Instructions for the task -
Please recast everything below, from the line containing "Mark a point on every instance of the sandal, with" down to the final line, as a Markdown table. Use the columns Row and Line, number each line, and skip any blank lines.

Entries provided -
################
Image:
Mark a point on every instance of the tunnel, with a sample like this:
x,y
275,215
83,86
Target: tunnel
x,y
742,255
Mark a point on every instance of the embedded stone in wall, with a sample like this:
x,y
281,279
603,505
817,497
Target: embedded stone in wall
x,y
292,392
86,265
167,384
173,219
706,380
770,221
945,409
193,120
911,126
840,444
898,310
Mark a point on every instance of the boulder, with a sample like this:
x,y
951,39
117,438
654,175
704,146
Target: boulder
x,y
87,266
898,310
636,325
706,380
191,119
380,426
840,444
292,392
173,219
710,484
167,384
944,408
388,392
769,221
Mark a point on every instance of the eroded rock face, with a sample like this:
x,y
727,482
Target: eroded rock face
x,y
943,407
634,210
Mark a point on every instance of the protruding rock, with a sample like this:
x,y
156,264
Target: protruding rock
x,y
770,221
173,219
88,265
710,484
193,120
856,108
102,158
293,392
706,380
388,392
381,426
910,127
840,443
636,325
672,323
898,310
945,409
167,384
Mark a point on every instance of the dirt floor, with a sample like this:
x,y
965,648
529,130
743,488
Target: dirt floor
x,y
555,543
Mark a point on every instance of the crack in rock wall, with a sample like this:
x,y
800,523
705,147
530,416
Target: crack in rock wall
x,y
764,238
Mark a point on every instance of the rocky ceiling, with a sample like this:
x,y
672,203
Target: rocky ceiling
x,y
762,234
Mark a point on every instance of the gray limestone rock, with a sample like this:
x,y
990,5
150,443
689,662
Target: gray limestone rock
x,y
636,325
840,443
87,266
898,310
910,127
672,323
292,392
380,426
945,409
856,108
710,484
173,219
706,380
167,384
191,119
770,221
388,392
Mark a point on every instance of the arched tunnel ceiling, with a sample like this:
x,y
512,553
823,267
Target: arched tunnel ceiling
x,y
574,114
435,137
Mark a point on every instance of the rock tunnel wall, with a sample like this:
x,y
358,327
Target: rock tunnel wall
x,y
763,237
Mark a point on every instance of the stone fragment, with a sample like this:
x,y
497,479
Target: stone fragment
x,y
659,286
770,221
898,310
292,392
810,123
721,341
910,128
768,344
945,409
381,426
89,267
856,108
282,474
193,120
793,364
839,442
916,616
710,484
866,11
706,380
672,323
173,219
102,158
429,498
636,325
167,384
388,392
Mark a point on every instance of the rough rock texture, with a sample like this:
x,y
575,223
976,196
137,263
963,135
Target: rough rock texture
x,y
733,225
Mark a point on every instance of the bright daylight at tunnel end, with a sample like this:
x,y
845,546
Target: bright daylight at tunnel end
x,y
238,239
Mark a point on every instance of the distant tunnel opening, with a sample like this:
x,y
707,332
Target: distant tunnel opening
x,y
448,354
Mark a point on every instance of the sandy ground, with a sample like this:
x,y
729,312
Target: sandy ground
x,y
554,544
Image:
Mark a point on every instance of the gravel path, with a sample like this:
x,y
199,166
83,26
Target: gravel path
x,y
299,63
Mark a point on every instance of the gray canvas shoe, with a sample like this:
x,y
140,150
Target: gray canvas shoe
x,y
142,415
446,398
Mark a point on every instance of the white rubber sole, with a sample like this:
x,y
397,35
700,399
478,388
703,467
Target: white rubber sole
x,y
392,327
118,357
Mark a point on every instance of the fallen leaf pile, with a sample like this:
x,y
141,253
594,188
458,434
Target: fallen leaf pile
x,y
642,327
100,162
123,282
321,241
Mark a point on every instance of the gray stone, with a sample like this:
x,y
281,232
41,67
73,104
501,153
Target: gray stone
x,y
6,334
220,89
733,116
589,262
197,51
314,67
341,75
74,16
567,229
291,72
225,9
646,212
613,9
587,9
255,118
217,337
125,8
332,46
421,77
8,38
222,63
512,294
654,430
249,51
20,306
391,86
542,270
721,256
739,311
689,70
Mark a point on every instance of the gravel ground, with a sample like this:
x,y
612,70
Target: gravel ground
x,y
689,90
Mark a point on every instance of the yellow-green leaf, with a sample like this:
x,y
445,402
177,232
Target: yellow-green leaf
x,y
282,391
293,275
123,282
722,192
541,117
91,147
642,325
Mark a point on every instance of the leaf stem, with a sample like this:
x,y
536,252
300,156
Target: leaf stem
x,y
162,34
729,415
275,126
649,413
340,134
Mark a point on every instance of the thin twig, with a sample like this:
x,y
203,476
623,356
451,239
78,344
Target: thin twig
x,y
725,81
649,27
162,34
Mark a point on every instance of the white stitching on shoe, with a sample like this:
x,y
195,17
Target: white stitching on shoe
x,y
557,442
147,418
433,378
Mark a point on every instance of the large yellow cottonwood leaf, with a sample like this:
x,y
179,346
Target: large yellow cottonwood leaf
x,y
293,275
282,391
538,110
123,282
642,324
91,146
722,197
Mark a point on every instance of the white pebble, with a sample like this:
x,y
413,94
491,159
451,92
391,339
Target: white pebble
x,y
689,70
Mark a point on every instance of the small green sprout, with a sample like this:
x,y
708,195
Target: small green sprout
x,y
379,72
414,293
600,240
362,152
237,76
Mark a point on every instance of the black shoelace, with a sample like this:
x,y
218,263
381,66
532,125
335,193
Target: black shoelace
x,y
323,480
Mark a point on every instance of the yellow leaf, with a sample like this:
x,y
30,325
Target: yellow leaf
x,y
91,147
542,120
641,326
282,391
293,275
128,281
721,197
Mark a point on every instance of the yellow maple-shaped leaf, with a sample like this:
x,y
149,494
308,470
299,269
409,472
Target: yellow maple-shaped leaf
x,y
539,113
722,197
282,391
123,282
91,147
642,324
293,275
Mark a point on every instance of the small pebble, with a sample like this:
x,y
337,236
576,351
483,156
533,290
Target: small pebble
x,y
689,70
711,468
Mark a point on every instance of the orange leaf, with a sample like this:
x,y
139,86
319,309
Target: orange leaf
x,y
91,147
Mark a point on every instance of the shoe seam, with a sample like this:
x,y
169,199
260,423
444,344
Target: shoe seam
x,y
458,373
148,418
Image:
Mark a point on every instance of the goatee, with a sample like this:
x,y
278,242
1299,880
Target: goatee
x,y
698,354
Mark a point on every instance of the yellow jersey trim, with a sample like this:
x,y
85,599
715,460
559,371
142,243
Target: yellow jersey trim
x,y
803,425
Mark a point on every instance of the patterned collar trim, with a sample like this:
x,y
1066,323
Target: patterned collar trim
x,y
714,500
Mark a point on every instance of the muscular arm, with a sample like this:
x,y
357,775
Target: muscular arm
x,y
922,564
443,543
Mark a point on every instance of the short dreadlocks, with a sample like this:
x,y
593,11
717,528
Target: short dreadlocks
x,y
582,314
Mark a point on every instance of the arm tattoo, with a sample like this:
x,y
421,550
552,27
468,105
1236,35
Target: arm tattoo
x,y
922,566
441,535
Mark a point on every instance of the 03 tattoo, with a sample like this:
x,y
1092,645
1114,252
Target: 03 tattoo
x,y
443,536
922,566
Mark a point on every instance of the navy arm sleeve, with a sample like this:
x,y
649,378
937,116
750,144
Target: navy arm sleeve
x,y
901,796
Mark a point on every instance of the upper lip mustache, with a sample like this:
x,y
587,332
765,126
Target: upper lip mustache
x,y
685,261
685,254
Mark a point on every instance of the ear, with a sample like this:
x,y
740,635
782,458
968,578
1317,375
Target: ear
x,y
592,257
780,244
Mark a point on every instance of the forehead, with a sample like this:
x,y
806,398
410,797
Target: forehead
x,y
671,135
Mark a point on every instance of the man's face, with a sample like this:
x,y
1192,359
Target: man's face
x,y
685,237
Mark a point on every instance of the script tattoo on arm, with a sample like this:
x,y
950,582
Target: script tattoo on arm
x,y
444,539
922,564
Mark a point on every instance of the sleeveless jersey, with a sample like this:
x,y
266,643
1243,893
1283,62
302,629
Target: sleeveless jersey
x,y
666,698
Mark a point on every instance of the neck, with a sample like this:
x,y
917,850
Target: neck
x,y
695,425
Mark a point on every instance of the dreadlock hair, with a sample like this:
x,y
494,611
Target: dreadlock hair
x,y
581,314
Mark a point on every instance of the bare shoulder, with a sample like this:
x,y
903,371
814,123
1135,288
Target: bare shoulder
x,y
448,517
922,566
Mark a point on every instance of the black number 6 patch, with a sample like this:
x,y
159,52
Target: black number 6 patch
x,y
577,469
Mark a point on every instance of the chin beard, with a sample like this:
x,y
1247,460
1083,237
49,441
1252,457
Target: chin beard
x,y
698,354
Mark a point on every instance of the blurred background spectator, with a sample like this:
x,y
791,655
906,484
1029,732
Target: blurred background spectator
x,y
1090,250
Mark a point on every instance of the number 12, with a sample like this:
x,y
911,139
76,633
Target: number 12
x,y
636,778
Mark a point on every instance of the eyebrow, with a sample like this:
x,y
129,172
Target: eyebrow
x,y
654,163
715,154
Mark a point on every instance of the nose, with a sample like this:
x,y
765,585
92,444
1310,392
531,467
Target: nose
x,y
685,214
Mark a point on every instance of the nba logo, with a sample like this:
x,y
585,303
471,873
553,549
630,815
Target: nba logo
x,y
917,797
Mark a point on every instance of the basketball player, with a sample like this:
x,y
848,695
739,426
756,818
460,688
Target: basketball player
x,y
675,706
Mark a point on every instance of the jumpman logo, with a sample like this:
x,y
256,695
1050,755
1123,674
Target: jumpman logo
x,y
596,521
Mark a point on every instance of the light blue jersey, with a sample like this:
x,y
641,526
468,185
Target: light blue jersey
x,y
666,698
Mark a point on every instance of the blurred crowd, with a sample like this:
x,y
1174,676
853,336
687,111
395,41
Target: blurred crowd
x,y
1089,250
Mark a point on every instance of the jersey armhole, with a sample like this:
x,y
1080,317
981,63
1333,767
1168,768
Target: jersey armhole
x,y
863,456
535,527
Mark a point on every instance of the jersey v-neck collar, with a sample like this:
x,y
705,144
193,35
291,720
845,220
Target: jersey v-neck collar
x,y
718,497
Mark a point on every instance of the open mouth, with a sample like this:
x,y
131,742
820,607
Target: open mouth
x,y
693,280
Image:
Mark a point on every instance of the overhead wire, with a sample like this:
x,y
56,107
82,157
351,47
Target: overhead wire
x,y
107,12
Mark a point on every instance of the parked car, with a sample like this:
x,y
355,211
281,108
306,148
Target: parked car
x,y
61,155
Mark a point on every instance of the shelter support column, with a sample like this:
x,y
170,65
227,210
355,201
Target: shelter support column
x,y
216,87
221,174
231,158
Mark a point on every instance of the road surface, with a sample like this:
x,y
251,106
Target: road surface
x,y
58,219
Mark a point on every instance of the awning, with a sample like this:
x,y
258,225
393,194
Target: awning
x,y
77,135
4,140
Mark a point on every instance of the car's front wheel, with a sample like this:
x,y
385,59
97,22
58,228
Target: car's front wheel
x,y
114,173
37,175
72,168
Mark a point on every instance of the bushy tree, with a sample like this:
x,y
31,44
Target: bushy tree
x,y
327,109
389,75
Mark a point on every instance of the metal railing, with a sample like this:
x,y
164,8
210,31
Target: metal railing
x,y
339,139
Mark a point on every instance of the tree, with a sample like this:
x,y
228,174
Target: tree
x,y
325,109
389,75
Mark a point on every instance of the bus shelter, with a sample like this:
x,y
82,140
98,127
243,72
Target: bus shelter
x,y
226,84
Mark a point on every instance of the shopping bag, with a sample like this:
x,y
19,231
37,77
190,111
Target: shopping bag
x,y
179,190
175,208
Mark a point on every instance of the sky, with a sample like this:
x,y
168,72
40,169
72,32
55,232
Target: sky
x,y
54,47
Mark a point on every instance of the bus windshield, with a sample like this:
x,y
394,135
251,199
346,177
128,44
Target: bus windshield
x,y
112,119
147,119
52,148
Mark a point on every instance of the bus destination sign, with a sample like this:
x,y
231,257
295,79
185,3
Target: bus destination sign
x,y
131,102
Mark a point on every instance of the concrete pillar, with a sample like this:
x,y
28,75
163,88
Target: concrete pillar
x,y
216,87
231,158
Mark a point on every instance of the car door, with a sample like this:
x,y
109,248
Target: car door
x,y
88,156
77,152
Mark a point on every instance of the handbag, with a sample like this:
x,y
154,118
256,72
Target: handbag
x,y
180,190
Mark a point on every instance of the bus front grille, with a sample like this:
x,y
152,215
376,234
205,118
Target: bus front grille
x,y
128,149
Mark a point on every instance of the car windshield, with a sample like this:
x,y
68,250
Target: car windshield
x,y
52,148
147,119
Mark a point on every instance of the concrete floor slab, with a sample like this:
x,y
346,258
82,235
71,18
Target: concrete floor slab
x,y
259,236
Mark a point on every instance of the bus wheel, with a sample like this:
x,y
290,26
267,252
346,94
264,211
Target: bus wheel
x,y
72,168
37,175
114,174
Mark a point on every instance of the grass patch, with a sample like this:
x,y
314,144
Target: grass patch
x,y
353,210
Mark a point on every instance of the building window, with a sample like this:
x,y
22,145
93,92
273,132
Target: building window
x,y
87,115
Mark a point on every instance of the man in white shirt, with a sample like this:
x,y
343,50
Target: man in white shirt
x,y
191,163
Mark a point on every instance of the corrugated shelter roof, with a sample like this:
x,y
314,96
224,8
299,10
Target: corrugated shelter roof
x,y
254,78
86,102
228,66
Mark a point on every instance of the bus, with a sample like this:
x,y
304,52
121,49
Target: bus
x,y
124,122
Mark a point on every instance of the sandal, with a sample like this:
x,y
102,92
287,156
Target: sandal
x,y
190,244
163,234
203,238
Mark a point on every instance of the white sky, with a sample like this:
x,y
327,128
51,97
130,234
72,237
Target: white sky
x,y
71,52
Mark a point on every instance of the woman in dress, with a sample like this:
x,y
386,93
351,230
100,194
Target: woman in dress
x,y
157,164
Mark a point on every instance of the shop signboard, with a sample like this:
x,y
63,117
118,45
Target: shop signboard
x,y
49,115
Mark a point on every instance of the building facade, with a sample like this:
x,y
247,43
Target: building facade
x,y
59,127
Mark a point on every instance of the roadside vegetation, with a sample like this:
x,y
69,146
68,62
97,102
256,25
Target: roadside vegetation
################
Final result -
| Row | Line |
|---|---|
| 1 | Mark a point on every instance of the sandal, with a sample like this: |
| 2 | x,y |
| 3 | 102,92 |
| 4 | 287,156 |
| 5 | Target: sandal |
| 6 | x,y |
| 7 | 190,244 |
| 8 | 163,234 |
| 9 | 203,238 |
| 10 | Mark a point on every instance of the white sky, with a sample like this: |
| 11 | x,y |
| 12 | 327,128 |
| 13 | 51,97 |
| 14 | 130,234 |
| 15 | 72,237 |
| 16 | Target: white sky |
| 17 | x,y |
| 18 | 71,52 |
| 19 | Mark a point on every instance of the woman in dress, with a sample like this: |
| 20 | x,y |
| 21 | 386,93 |
| 22 | 351,230 |
| 23 | 100,194 |
| 24 | Target: woman in dress |
| 25 | x,y |
| 26 | 157,164 |
| 27 | Mark a point on every instance of the shop signboard, with a sample like this: |
| 28 | x,y |
| 29 | 63,117 |
| 30 | 118,45 |
| 31 | Target: shop signboard |
| 32 | x,y |
| 33 | 49,115 |
| 34 | Mark a point on every instance of the building facade, with a sample like this: |
| 35 | x,y |
| 36 | 247,43 |
| 37 | Target: building facade |
| 38 | x,y |
| 39 | 59,127 |
| 40 | Mark a point on every instance of the roadside vegetation, with a sample like this: |
| 41 | x,y |
| 42 | 69,146 |
| 43 | 68,62 |
| 44 | 97,102 |
| 45 | 256,25 |
| 46 | Target: roadside vegetation |